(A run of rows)

(begin)

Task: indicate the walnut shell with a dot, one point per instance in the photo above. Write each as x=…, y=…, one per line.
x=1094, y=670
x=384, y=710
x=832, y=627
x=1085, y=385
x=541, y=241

(end)

Rewrite all of the rows above as a numbered list, omitting any blank lines.

SOLVED EXERCISE =
1. Task: indicate the walnut shell with a dot, one point per instance in the photo above. Write each as x=…, y=…, one per line.
2. x=1094, y=670
3. x=384, y=710
4. x=832, y=627
5. x=1085, y=385
6. x=541, y=241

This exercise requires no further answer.